### Text provided
*** Begin section ***
Releasing Youtube-Commons: a massive open corpus for conversational and multimodal data

Community Article Published April 18, 2024

We announce today the release of Youtube-Commons on HuggingFace:

  • Youtube-Commons is the largest corpus of video to date under an entirely free license.
  • Youtube-Commons comprises 2 million videos in CC-By with documented provenance and attribution.
  • We include the metadata and the full transcript, which also makes it one of the largest collections of conversational data with nearly 30 billion words.
  • Youtube-Commons is multilingual and includes translations in a variety of European languages.

Youtube-Commons is a follow-up of Common-Corpus, an international initiative coordinated by Pleias to release the largest open pre-training corpus coming from public domain sources. Youtube-Commons has similarly received the support of Lang:IA, a state start-up supported by the French Ministry of Culture and the Direction du numérique ((Agent Public). Pleias is a French start-up specialized in the training of Large Language Models for document processing on fully open and auditable corpus.

Youtube-Commons is made of materials released by their original authors under a free license (CC-By). There is currently a debate over the ethical and legal use of these resources for pre-training large text or multimodal models. We consider that respecting the terms of the license (especially in regards to attribution) and the general philosophy of Creative Commons are critical for any future end use project: we provide the necessary metadata to do so and invite all future projects to maintain key principles of reproducibility, transparency and reciprocal contribution to the commons.
*** End section ***
(Natural language descriptions of regions)
*** Begin section ***
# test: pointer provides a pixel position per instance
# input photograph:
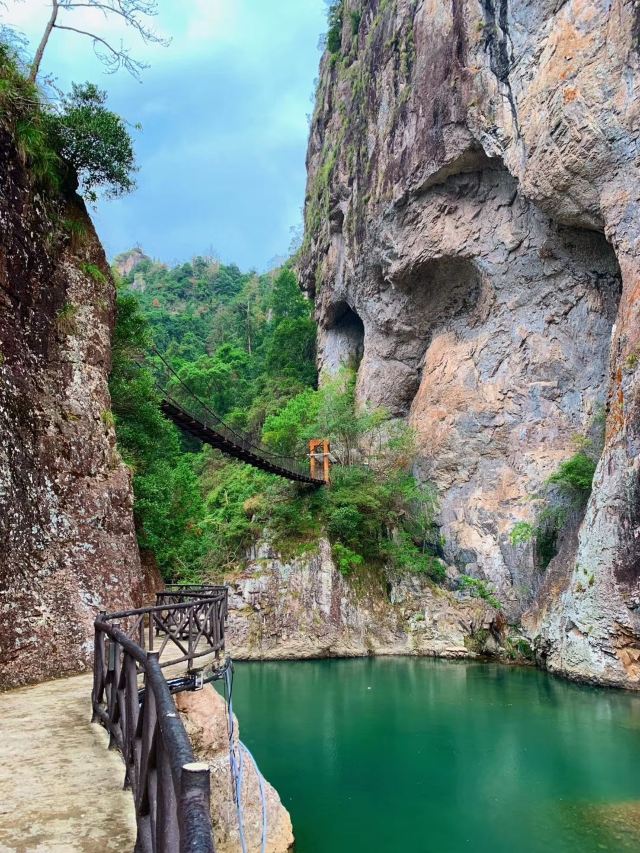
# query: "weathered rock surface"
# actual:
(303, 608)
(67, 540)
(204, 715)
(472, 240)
*** End section ***
*** Begin section ***
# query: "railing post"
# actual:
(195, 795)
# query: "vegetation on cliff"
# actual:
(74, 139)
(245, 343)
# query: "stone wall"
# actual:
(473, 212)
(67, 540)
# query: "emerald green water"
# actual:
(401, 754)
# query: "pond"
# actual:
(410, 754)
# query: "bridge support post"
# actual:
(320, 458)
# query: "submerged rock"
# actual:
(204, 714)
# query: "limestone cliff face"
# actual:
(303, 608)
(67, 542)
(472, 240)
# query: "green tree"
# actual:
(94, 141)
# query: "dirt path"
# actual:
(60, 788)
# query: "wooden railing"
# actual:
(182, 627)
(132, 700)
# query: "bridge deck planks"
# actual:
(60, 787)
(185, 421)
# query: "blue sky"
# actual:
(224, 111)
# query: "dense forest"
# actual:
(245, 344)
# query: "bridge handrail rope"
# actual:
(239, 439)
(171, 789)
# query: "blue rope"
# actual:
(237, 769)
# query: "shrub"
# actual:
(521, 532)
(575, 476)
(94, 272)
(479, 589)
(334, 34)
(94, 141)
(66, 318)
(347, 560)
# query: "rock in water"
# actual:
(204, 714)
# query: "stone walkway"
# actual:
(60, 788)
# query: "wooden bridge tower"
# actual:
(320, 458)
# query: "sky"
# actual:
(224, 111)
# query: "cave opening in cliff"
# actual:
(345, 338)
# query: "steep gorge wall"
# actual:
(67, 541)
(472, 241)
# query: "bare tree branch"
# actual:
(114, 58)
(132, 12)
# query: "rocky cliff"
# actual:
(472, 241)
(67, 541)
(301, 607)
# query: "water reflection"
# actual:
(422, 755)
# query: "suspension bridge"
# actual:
*** End section ***
*** Begin section ***
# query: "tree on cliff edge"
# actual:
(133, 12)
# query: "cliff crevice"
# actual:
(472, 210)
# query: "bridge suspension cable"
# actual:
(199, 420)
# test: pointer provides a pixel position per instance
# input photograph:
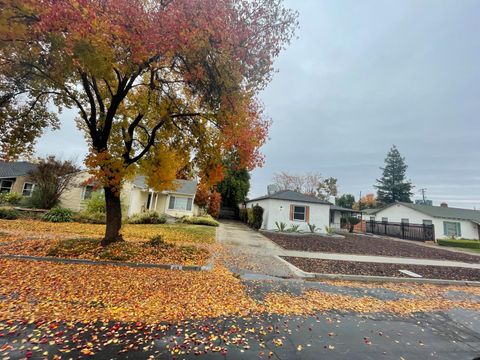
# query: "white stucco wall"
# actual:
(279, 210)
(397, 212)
*** End section ***
### Actions to take
**a.** According to the Youtube-Commons announcement, how many videos does the corpus contain, and under what license?
**b.** Continue the Youtube-Commons announcement from its final paragraph.

### Responses to the exercise
**a.** 2 million videos, under CC-By.

**b.**
Despite its size, Youtube-Commons is still far from covering the entire available set of freely licensed content available on Youtube. One of our incentives for the releasing this corpus was the highly controversial use of copyright content from Youtube videos by OpenAI, both for GPT-4 (with more than 1 million transcripts) and, likely, for their video generation model, SORA. Through this release we aim to demonstrate that it is possible to conciliate AI development with scientific reproducibility and conformity to copyright law. We also seek to empower alternative, more ethical approaches.

Youtube-Commons is only a first step. We are currently expanding this collection both in size but also in content with their associated audio, image and video materials.